What do the lines say from the one containing "Return one point per instance of the eagle tail" to the end of the records? Restate them word for word, and only those.

>> start

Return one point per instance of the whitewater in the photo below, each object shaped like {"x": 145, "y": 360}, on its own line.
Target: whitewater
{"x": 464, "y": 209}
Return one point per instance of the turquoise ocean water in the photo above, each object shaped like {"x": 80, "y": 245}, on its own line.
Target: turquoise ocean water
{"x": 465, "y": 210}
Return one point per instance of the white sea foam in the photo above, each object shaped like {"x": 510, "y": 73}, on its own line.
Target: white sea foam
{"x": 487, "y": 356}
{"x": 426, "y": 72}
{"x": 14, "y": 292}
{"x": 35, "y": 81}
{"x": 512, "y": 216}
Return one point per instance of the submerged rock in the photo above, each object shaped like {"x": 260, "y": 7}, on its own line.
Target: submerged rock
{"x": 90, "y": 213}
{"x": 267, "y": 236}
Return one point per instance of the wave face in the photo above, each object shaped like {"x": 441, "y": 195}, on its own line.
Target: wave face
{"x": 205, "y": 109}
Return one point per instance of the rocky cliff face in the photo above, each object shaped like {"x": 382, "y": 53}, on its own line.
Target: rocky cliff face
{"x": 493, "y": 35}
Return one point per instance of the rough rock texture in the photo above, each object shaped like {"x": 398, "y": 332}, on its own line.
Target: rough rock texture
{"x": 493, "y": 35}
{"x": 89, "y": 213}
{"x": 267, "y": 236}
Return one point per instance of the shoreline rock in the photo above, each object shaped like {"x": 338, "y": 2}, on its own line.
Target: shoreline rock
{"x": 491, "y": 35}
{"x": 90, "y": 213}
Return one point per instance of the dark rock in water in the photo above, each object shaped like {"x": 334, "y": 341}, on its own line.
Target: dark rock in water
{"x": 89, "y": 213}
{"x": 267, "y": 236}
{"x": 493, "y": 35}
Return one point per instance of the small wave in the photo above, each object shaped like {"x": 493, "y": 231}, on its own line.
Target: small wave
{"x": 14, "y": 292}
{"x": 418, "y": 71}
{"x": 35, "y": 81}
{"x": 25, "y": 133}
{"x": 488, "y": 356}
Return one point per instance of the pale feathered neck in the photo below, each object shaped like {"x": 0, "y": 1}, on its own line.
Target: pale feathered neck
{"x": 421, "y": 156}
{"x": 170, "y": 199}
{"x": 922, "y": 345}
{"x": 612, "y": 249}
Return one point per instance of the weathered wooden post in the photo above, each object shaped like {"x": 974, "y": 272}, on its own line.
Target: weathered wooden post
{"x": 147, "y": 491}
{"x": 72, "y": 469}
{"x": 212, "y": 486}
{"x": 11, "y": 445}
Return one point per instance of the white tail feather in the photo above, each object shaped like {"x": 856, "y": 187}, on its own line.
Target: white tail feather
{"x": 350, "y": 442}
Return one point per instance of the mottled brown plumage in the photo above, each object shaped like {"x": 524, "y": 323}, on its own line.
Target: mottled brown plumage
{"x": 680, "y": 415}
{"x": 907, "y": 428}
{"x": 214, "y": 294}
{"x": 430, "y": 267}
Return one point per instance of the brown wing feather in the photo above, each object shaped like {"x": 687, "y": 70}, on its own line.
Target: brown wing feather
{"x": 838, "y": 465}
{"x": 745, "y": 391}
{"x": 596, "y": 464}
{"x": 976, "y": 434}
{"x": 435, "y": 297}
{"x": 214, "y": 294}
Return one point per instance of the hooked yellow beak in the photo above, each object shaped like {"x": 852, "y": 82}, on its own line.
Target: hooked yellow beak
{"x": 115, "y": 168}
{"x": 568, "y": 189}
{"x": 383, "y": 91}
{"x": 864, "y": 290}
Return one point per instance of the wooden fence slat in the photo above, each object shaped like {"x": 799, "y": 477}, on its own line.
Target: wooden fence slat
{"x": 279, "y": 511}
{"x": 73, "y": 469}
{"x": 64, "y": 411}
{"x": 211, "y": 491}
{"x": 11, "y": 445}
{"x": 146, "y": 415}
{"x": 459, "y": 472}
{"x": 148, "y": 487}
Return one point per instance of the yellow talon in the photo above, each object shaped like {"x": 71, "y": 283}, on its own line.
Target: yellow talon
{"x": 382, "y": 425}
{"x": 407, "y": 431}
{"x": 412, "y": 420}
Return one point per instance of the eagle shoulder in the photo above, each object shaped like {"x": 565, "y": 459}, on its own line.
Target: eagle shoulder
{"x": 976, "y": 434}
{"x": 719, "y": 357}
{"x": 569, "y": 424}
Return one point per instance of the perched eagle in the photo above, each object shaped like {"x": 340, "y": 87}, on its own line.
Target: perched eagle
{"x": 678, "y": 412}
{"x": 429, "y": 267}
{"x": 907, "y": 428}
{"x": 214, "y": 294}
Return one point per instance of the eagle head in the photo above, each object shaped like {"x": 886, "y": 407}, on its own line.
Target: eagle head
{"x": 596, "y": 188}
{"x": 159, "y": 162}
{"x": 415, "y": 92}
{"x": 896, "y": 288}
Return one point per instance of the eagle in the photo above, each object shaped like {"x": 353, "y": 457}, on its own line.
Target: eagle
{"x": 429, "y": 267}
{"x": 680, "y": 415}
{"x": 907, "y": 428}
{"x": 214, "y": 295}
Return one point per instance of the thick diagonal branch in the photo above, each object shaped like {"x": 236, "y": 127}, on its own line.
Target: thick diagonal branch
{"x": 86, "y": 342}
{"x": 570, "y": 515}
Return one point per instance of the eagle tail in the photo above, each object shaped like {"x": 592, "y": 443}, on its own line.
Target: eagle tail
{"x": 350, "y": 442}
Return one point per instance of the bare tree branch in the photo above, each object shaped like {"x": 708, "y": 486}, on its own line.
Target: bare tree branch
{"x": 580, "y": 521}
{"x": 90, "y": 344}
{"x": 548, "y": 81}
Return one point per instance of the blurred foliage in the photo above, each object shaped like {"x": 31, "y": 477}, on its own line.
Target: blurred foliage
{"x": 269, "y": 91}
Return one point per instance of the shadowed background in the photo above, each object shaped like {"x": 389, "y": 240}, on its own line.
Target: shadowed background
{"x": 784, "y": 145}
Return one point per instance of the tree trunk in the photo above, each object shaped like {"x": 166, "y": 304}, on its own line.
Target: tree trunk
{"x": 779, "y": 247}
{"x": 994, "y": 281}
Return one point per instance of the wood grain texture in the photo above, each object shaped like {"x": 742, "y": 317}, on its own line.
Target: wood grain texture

>> end

### [TASK RESULT]
Return one point per instance of the eagle tail in the photo above, each object shaped like {"x": 592, "y": 443}, on its own line.
Target: eagle tail
{"x": 350, "y": 442}
Return one point per instance of the bare tree branch in the photo above, each object shaped like {"x": 708, "y": 486}, on its own line.
Target: bare tree branch
{"x": 580, "y": 521}
{"x": 90, "y": 344}
{"x": 548, "y": 81}
Return one point per instance of the blurred foliage in the photo above, each object shaped like {"x": 31, "y": 477}, on its own line.
Target: blurred foliage
{"x": 269, "y": 91}
Return one point per instance of the shadowed background in the photo above, each object shaped like {"x": 389, "y": 240}, on its own line.
Target: shadowed background
{"x": 784, "y": 145}
Return one point per instance of the tree trunk in the photo above, each object shaped like {"x": 166, "y": 304}, on its own line.
Target: tree trunk
{"x": 779, "y": 247}
{"x": 994, "y": 281}
Return one point per instance of the wood grain texture in the photo above, each object shaped like {"x": 742, "y": 317}, on its own line.
Target: wood grain texture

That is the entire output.